▸ **Work to do**:
Sift the material below and copy every line that contains the string "foam", matching uppercase and lowercase exactly.
>> begin
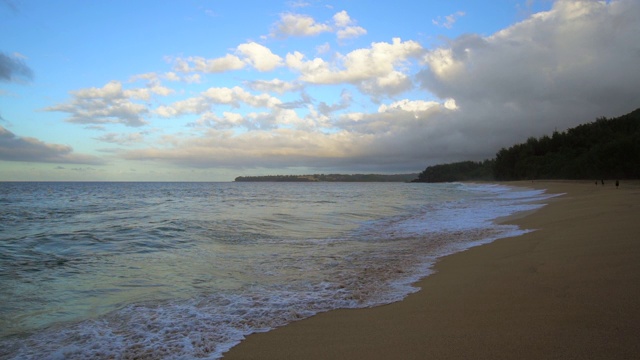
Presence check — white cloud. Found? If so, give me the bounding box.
[94,132,144,146]
[333,10,367,40]
[247,79,302,94]
[0,126,105,165]
[419,0,640,157]
[286,38,424,96]
[155,86,282,117]
[431,11,465,29]
[174,54,246,73]
[236,42,283,71]
[271,13,332,37]
[44,81,149,126]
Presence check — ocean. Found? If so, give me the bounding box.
[0,182,553,359]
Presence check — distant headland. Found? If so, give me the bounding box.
[235,173,418,182]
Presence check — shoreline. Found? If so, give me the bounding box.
[223,181,640,359]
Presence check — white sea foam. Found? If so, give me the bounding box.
[0,184,551,359]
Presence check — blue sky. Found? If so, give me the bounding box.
[0,0,640,181]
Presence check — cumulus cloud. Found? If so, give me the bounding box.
[174,54,246,73]
[94,132,144,146]
[286,38,424,96]
[115,0,640,171]
[0,52,33,82]
[270,10,367,40]
[236,42,283,71]
[172,42,283,73]
[418,0,640,155]
[44,81,154,126]
[431,11,465,29]
[247,78,303,94]
[333,10,367,40]
[0,126,104,165]
[271,13,332,38]
[155,86,282,117]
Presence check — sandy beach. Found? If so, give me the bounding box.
[224,181,640,360]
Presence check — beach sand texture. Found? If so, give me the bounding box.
[224,181,640,360]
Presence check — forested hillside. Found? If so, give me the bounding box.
[415,109,640,182]
[413,160,494,182]
[494,109,640,180]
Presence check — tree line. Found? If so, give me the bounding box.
[415,109,640,182]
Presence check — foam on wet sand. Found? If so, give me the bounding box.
[224,181,640,359]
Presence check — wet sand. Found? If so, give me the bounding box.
[224,181,640,360]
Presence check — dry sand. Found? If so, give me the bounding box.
[224,181,640,360]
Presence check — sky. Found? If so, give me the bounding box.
[0,0,640,181]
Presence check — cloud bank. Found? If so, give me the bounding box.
[16,0,640,172]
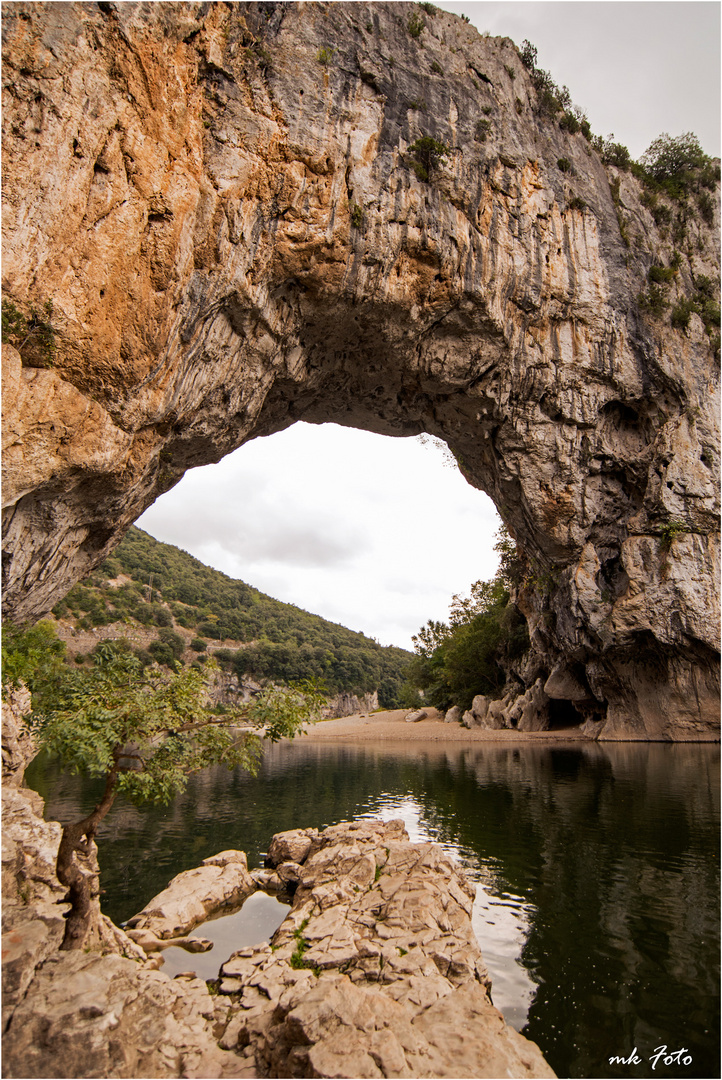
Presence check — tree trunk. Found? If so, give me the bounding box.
[56,765,119,951]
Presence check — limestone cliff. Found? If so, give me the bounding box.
[3,3,719,739]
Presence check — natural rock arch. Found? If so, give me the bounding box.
[3,3,719,739]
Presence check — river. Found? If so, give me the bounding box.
[27,739,720,1078]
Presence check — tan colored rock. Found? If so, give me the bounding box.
[3,951,239,1078]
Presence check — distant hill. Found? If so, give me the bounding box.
[53,527,412,708]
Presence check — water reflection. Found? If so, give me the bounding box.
[25,741,719,1077]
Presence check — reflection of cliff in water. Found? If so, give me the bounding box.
[25,740,719,1077]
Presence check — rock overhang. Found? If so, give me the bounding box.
[3,3,719,738]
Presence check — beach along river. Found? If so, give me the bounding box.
[26,739,720,1078]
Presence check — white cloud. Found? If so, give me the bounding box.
[138,423,499,648]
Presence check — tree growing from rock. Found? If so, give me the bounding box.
[4,630,323,949]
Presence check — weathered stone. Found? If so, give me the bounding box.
[127,851,256,939]
[3,951,237,1078]
[265,828,318,867]
[413,986,556,1078]
[2,686,38,787]
[2,3,720,739]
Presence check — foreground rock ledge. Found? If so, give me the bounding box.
[4,807,555,1078]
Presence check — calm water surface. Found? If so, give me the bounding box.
[27,740,720,1080]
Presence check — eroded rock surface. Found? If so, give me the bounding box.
[2,2,719,740]
[127,850,256,940]
[3,785,555,1078]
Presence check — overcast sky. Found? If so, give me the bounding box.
[137,0,720,648]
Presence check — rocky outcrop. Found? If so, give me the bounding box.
[3,788,555,1078]
[212,821,554,1077]
[322,690,379,719]
[2,2,719,740]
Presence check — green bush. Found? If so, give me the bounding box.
[405,528,529,710]
[518,38,537,71]
[474,120,491,143]
[559,112,582,135]
[641,132,710,181]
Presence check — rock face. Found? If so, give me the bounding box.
[2,2,719,740]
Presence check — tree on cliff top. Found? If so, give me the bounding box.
[8,627,323,949]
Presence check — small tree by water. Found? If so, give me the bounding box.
[3,627,323,949]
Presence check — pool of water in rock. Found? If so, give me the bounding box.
[27,740,720,1078]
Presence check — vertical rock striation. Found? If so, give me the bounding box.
[3,2,719,740]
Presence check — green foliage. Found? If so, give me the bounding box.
[23,644,319,804]
[635,132,720,203]
[641,132,710,181]
[409,135,449,181]
[406,12,426,39]
[659,522,690,551]
[409,527,529,710]
[671,275,720,338]
[2,300,55,367]
[648,267,677,285]
[559,112,582,135]
[519,38,537,71]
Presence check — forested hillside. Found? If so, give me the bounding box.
[53,527,411,707]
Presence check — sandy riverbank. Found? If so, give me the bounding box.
[304,708,592,743]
>> end
▸ **Written reply**:
Presence check — white sea foam. Found? If so, give me the bounding box.
Presence check — foam on wet sand. Found? If so, give me the bounding box.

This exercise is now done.